Rosalvo Ferreira Santos*
A maior parte da população brasileira desconhece a importância do orçamento público sobre o cotidiano das pessoas. O distanciamento entre o conhecimento técnico a respeito das ações orçamentárias e o uso político do orçamento em todas as esferas (municipal, estadual e, sobretudo, no âmbito federal) tem sido responsável por desvios de finalidade e de uma disputa por parte de grupos políticos e econômicos que se beneficiam de parte considerável dos recursos advindos de tributos que são pagos por toda a população.
Além do desvio de finalidade e do direcionamento de recursos para áreas ou setores de acordo com a conveniência do grupo político de plantão que tenha maior força para se apropriar de parte significativa do orçamento federal, usando esse poder, inclusive, para o fortalecimento de suas bases eleitorais, criando desequilíbrio não apenas na disputa no âmbito político-partidário, mas sobretudo, gerando distorções da alocação de recursos, a que os economistas chamam deseconomias.
A alocação de recursos públicos sob a prática da Emenda do Relator do Orçamento aprofunda as desigualdades regionais e intrarregionais. As deseconomias causadas pelo “orçamento secreto” atingem também a qualidade do serviço público, na medida em que retira dinheiro das áreas de saúde, educação. Além de ser um instrumento de barganha política, o “orçamento secreto” é, do ponto de vista da narrativa da livre iniciativa de mercado defendida por esses políticos, um contrassenso.

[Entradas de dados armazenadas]
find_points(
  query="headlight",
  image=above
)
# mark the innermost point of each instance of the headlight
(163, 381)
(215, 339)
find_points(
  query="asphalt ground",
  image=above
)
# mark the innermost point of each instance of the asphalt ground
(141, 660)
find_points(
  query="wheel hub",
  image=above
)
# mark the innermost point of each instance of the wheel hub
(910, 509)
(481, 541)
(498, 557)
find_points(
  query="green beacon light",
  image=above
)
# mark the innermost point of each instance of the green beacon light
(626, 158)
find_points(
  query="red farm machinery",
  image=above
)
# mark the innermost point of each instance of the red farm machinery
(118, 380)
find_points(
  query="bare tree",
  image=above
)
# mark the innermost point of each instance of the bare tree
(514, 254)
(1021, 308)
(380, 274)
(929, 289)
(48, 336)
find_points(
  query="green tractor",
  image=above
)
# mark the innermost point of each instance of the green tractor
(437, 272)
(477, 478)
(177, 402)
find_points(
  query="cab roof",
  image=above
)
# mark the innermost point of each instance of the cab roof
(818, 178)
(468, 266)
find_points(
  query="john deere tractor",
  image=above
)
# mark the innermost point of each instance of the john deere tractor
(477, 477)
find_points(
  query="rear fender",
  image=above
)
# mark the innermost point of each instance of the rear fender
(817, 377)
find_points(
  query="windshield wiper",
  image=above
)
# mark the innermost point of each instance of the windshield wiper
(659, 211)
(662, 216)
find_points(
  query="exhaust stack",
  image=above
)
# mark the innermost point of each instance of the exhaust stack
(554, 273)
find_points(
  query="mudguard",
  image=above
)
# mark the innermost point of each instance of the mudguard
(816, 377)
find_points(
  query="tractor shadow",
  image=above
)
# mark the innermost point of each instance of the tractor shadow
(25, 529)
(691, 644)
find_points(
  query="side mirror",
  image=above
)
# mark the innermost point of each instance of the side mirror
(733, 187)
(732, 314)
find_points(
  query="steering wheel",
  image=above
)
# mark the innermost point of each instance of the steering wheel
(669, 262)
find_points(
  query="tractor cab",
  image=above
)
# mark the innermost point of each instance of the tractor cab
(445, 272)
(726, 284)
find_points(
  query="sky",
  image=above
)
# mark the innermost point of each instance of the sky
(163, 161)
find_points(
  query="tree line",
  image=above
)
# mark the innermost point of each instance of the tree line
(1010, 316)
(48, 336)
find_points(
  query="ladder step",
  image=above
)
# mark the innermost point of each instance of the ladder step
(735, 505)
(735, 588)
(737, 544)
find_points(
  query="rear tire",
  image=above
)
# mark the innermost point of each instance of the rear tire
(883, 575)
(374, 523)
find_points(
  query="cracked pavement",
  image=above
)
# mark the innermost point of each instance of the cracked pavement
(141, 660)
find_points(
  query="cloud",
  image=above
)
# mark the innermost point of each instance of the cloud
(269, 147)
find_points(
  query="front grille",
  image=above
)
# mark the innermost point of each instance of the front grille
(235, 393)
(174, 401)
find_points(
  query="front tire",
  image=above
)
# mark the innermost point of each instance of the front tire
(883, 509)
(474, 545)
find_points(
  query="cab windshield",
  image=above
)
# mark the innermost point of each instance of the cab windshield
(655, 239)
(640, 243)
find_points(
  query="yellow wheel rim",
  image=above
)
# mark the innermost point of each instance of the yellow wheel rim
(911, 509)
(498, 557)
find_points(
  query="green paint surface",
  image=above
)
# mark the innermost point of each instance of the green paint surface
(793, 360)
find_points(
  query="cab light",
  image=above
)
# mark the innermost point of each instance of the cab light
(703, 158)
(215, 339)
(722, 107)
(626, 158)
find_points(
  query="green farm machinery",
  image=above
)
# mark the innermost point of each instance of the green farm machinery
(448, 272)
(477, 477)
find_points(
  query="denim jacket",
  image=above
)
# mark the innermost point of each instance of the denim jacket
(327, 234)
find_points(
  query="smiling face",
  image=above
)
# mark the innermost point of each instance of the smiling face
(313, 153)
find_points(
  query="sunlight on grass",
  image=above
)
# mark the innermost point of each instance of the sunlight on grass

■ INSTRUÇÕES DA TAREFA ■
Você pode reproduzir o texto sobre o orçamento público na íntegra, sem mudar nada? As entradas não são necessárias aqui.

■ EXERCÍCIO CONCLUÍDO ■
Rosalvo Ferreira Santos*
A maior parte da população brasileira desconhece a importância do orçamento público sobre o cotidiano das pessoas. O distanciamento entre o conhecimento técnico a respeito das ações orçamentárias e o uso político do orçamento em todas as esferas (municipal, estadual e, sobretudo, no âmbito federal) tem sido responsável por desvios de finalidade e de uma disputa por parte de grupos políticos e econômicos que se beneficiam de parte considerável dos recursos advindos de tributos que são pagos por toda a população.
Além do desvio de finalidade e do direcionamento de recursos para áreas ou setores de acordo com a conveniência do grupo político de plantão que tenha maior força para se apropriar de parte significativa do orçamento federal, usando esse poder, inclusive, para o fortalecimento de suas bases eleitorais, criando desequilíbrio não apenas na disputa no âmbito político-partidário, mas sobretudo, gerando distorções da alocação de recursos, a que os economistas chamam deseconomias.
A alocação de recursos públicos sob a prática da Emenda do Relator do Orçamento aprofunda as desigualdades regionais e intrarregionais. As deseconomias causadas pelo “orçamento secreto” atingem também a qualidade do serviço público, na medida em que retira dinheiro das áreas de saúde, educação. Além de ser um instrumento de barganha política, o “orçamento secreto” é, do ponto de vista da narrativa da livre iniciativa de mercado defendida por esses políticos, um contrassenso.